=== Brano da leggere ===
L'Iron Dome in azione: la scia dei contromissili di Israele che intercettano i colpi di Hamas (LaPresse)

Mr. Iron Dome

Chi è Daniel Gold, l'inventore del sistema antimissile che difende Israele

Micol Flammini

Storia di un ingegnere visionario e del suo mantra: salvare vite. 

Gli ultimi undici giorni in Israele hanno avuto un suono e un colore. Il suono è il lamento della sirena che avverte che i missili sono in arrivo e che bisogna correre, più rapidamente possibile, negli shelter, nei rifugi. Dopo il lamento, uno scoppio, è l’Iron Dome che ha colpito i razzi lanciati da Hamas dalla Striscia di Gaza. Il suono dell’esplosione poi genera una fiammata di luce e un cielo di  un rosso sfrontato, chimico, innaturale, “è il colore della guerra”, dice una voce al telefono da Kfar Aza, kibbutz a sud di Israele. L’Iron Dome è il sistema antimissile israeliano che vede i razzi palestinesi partire, ne calcola la traiettoria e decide se sparare un controrazzo per annientarli o se lasciarli cadere. Tutto è rapidissimo e se non ci fosse stato questo sistema, le perdite per lo stato ebraico durante queste due settimane in cui Hamas ha lanciato più di quattromila missili sarebbero state molte di più, sono state dodici, non erano mai morti tanti civili israeliani.

 

“L’abitudine al senso del pericolo non si perde, la provi una volta e ti rimane addosso. Te la porti dietro sempre, è una compagnia costante. Un fluido più denso del sangue che ti senti scorrere nelle vene. Per cui, l’Iron Dome è stato importante, tutti qui a Kfar Aza lo sappiamo e proviamo a ripeterci che possiamo stare più tranquilli, ma di quel senso del pericolo già provato non c’è modo di liberarsi”. Sono le ferite che non si vedono di questa guerra, ma si spera che non rimarranno addosso alle generazioni più giovani e in questo l’Iron Dome gioca un ruolo importantissimo. 

 

Idearlo, promuoverlo e realizzarlo è stato una battaglia, che ha deciso di intestarsi un ingegnere con due dottorati di ricerca – uno in ingegneria elettronica, l’altro in Business management – che oggi è a capo della Defense Research and Development Directorate del ministero della Difesa. Si chiama Daniel Gold, di origini ungheresi, nato in Israele e cresciuto con un’idea: che lo stato ebraico fosse un posto meraviglioso in cui vivere, ma andava reso anche sicuro. Ha deciso di applicare i suoi studi a una missione: salvare il più alto numero di vite e “mantenere la continuità della vita in Israele”. Quando si presentò la prima volta davanti all’establishment della Difesa con la sua proposta di annientare i missili con altri missili ultra precisi, tutti pensavano che fosse un esaltato, un pazzo, “non siamo qui a giocare a guerre stellari”, gli hanno risposto. Ma Daniel Gold aveva tutta l’intenzione di rendere possibile una cosa impossibile. L’idea gli era venuta durante la Guerra del golfo, lui era a Tel Aviv, contro la quale Saddam Hussein scagliò i razzi Scud. Di quei giorni gli è rimasta in testa la sensazione di una città immobilizzata, vuota. All’epoca aveva da poco finito l’università e pensò che non si doveva permettere che gli israeliani vivessero nella paura.
===
Consegna:
Ritrascriva fedelmente il passo dell'articolo su Daniel Gold compreso tra "Mr. Iron Dome" e "mantra: salvare vite.", estremi inclusi. Per rispondere si attenga esclusivamente all'articolo su Daniel Gold.
=== Dati grezzi ===
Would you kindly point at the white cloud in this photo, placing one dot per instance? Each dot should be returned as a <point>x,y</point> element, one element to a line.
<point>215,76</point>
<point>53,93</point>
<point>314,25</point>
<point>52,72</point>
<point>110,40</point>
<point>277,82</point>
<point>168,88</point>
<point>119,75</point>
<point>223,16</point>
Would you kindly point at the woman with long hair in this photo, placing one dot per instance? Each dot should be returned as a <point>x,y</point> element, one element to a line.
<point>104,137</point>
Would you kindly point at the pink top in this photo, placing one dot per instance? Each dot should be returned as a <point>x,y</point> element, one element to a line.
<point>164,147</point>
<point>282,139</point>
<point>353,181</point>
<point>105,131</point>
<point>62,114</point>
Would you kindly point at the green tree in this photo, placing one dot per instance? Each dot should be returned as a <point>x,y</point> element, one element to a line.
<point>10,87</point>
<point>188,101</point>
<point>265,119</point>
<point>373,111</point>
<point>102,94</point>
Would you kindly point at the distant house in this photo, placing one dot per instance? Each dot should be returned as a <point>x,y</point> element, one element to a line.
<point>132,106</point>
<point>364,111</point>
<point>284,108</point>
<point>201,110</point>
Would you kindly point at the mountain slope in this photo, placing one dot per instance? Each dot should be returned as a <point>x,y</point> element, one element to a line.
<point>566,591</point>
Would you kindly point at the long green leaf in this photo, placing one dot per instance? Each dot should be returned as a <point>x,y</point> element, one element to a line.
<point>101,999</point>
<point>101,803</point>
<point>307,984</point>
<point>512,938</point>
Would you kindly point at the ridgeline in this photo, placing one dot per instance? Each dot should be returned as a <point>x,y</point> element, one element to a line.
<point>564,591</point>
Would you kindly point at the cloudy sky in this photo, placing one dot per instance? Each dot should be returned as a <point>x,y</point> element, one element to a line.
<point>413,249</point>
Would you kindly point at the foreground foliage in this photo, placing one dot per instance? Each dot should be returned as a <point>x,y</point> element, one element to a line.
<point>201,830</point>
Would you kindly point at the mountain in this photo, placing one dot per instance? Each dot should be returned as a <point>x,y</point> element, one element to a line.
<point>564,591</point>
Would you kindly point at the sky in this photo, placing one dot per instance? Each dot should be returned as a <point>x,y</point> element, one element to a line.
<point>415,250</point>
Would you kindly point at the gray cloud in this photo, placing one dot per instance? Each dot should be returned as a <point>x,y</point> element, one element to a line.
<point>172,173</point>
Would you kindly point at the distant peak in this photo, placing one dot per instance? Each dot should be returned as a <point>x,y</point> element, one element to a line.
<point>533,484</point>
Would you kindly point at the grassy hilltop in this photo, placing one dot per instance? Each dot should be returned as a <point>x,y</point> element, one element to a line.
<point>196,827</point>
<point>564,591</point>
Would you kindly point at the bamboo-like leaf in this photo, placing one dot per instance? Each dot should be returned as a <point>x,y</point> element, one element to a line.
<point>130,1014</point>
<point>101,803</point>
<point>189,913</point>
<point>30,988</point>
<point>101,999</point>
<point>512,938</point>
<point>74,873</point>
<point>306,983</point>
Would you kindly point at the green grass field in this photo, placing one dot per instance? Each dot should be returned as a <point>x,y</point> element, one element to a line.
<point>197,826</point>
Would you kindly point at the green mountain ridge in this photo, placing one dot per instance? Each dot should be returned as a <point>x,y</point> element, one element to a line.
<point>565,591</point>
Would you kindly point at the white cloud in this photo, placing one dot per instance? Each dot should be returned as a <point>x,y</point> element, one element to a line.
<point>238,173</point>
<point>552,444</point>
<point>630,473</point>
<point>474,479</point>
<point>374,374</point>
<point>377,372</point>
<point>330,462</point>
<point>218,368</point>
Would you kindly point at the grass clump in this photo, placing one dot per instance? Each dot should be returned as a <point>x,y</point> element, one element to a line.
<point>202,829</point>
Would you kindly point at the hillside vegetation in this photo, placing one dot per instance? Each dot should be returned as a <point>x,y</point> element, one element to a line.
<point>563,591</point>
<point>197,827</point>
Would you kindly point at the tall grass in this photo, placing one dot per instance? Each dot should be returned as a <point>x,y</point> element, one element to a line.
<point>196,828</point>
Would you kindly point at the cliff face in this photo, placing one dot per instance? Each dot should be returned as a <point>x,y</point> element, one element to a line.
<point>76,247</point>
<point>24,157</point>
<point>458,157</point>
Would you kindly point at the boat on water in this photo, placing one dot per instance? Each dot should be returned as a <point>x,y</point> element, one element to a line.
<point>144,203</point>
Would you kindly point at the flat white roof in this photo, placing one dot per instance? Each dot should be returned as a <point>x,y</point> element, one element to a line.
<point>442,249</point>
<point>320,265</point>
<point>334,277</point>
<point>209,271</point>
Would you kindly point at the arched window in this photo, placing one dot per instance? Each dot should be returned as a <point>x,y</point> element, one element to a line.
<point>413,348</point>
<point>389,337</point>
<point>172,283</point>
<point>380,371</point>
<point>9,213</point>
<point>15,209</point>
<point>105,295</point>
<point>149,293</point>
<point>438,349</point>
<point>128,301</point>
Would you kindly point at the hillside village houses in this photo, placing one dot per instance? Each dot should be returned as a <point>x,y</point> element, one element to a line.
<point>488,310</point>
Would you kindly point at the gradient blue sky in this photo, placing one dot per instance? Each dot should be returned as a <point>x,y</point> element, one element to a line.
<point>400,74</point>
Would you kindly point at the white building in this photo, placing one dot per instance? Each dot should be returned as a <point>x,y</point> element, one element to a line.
===
Esito dell'esercizio:
Mr. Iron Dome

Chi è Daniel Gold, l'inventore del sistema antimissile che difende Israele

Micol Flammini

Storia di un ingegnere visionario e del suo mantra: salvare vite.